> _About this exercise_
Would it be possible to quote, exactly and in full, the lines from the one with "Would you mind marking the sun icon" through the end of the entries below?

··· Supplied information

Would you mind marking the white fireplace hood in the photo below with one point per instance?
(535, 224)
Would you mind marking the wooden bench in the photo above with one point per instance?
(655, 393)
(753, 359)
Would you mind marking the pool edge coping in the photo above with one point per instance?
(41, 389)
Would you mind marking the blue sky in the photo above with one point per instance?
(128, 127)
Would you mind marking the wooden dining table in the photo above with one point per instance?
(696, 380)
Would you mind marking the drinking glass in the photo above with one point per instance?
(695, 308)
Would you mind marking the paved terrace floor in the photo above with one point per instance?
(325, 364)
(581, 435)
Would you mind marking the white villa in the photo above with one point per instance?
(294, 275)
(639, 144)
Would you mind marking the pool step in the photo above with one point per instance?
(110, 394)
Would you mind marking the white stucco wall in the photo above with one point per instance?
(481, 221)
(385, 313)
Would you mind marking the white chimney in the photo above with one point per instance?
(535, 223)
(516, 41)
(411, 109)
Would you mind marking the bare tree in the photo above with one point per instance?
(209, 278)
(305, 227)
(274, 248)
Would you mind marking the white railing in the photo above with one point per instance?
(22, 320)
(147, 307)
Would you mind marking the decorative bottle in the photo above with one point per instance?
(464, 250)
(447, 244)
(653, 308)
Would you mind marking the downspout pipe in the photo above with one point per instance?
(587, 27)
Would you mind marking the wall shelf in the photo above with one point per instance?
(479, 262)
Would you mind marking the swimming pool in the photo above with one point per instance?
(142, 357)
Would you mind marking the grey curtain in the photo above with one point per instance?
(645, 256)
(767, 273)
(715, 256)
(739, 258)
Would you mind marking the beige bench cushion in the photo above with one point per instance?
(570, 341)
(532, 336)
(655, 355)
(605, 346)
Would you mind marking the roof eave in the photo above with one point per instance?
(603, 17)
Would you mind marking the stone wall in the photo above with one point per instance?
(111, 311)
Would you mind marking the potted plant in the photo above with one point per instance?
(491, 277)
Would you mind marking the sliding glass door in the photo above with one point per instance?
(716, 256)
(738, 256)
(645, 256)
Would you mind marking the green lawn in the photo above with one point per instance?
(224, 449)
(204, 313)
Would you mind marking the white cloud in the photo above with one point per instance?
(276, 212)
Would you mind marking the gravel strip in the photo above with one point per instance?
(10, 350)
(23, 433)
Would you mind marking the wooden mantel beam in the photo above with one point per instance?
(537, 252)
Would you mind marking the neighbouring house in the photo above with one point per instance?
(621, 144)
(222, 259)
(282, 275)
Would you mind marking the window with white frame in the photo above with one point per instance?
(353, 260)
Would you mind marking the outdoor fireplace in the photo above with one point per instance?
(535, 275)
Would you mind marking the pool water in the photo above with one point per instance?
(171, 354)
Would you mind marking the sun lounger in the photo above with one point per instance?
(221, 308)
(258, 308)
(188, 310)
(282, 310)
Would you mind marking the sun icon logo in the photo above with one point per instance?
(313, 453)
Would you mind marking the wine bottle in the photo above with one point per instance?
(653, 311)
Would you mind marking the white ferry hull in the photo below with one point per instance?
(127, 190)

······

> _Exercise output_
Would you mind marking the sun icon logo in the photo above with one point per instance?
(313, 453)
Would you mind marking the wine bottle in the photo above with one point per instance?
(653, 311)
Would you mind marking the white ferry hull in the photo below with one point per instance?
(127, 190)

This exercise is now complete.